** Exercise instructions **
Extend the text on weight and body image, picking up after its last line.

** Text for analysis **
-------------------------

What kind of world are we setting our children and our spouses up for when we tell them in no uncertain terms that their bodies are not acceptable to us? That somehow our love for them is dependent upon a few key physical features. Then we sit back and wonder why our daughter sinks into a depression because she can't shake the weight she gained after her first baby. Or our wife talks incessantly about her diet program of the week and how she needs to drop 20 more pounds as she struggles to find the right mix of hormones and antidepressants.

To me, being hefty and having my own set of thunder-thighs, I find all this very disturbing. Sure, I'd like to lose quite a few pounds myself, but have learned to try not to let my weight determine my self-esteem or consume my life. I am grateful for parents who never made fun of me and never tolerated my siblings doing likewise. I am oddly and sporadically grateful for my lifelong struggle with weight--there's something very comforting in knowing that I met and married my husband at 250 pounds, so he's certainly not in it for my waistline. I am very grateful to my husband. I am grateful that despite being raised in a culture and even a childhood where weight was everything, he's somehow risen above that--he's in it for my charming personality and my lightening wit . . .

6 comments:

Unknown said...

Here here! You know--I find it interesting that it is often only those of us who have really struggled with weight that get this. Here's a comment I heard a good Utah bishop say about his wife in her presence--"Isn't her haircut great--she looks beautiful like she's 30 again." I wondered why she wasn't just as beautiful as a 42-year old. Another friend's husband was all smiles when she signed up for a membership and personal trainer at a local gym. She said, "Well, of course he was happy about it--I mean it is for him too, he's wanted me to lose a few pounds since the baby was born."
SHUDDER.

Jen said...

-------------------------

** Stored data entries **
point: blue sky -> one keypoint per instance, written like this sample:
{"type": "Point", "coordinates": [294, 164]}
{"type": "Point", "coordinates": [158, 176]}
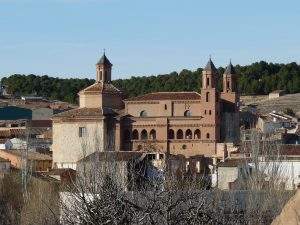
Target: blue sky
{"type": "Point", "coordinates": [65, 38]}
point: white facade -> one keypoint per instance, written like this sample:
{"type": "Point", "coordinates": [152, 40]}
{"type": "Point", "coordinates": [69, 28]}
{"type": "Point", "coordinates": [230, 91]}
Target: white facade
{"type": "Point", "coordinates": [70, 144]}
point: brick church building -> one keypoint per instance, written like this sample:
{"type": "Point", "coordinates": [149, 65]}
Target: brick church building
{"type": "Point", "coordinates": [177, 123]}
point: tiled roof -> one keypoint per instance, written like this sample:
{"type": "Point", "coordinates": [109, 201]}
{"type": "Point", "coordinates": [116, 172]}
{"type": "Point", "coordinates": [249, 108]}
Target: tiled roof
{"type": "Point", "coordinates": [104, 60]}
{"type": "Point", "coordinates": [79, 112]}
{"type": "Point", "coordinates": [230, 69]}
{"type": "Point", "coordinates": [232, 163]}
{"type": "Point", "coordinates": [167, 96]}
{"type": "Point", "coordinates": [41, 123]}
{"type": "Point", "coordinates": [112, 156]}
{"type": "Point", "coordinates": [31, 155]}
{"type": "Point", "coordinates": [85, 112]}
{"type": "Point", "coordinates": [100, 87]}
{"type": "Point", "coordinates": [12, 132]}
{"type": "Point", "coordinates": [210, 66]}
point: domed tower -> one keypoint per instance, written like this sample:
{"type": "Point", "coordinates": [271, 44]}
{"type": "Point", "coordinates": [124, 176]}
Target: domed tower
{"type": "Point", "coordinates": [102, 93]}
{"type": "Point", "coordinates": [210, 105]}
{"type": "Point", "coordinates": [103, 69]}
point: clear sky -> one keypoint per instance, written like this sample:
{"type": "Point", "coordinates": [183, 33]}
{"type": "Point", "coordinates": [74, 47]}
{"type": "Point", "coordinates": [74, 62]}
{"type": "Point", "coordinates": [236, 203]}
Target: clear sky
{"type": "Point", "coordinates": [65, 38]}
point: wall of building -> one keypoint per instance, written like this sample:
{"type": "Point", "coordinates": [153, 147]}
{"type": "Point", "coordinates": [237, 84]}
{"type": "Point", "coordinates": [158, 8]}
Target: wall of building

-------------------------

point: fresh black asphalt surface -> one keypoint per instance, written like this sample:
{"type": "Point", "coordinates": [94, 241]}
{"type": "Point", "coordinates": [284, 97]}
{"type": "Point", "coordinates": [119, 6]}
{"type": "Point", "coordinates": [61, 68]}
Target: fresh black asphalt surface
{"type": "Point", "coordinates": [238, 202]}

-------------------------

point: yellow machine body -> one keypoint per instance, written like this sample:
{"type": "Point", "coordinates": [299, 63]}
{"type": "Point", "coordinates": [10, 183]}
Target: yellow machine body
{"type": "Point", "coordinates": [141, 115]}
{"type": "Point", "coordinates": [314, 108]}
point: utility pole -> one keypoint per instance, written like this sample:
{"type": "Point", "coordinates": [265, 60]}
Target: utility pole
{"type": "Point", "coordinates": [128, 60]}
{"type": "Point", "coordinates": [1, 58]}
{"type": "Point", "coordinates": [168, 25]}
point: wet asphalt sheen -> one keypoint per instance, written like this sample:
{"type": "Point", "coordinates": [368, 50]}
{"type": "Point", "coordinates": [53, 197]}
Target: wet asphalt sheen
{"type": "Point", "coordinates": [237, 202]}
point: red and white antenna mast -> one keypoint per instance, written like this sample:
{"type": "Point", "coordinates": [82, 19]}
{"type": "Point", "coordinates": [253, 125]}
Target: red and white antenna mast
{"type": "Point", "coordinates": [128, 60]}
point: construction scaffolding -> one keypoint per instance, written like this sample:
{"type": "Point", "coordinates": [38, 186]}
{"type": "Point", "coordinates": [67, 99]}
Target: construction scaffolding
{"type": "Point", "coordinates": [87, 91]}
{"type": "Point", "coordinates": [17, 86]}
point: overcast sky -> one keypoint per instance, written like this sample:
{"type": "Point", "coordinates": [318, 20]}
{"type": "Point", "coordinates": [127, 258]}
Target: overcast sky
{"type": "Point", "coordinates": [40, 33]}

-------------------------

** Written response **
Like I said, there are times when I consider this curse a blessing in disguise. I have had the opportunity to develop my sense of self-worth based on things other than my appearance. I've developed an understanding of true beauty and these realizations have made me the person I am today in a lot of regards--so there's the true irony of it--in not allowing me to be defined by my weight, it has all the same, helped define who I am . . .

Jannah said...

Brava Brava!
I agree 100 percent, and even though I am a thin person, I can understand, I had severe Acne, poor vision (i.e glasses 1/2 inch thick), and though the slant of the lesson is different I learned it the same, Beauty isn't skin deep, beauty is when a person is around you and makes you feel beautiful!

Denise said...

Ditto on being happily married while overweight! :) I am very grateful for a hubby who NEVER makes me feel ugly or unlovely in any way. It drives me nuts to hear men tell their wives, "You shouldn't eat that" or other ridiculous things like that.

We just drove past a plastic surgery place called "surgical art." Call it what you may, but it's still crazy! (I'm really not into pain, anyway ...)

Stephanie said...

I am so with you. Somehow our society defines worth in pounds. So many men believe it and women buy into it. I have a 'friend' whose husband has "named" her droopy breasts and is saving his money to give them a lift. My 'friend' laughs as she tells me(in an attempt to hide the pain, I believe). It's just so wrong. I am grateful to have a husband who has never, nor WILL ever (I'm confident) make one comment about my weight. I like it that way. I don't use the scale. I work pretty hard to make weight a non issue in our house. I know my girls will face it all too soon from our society. My kindergartener last year told me, "Mom, these are my favorite jeans." I ask, "Why honey". "Well, because they make me look skinny."

She didn't learn that in our home. It's out there, and it's powerful, and it's wrong. Thanks for the discussion.

Ryan said...

Jen you Rock!

Love, your mean brother that probably teased you a few times but didn't get away with it thanks to our awesome parents!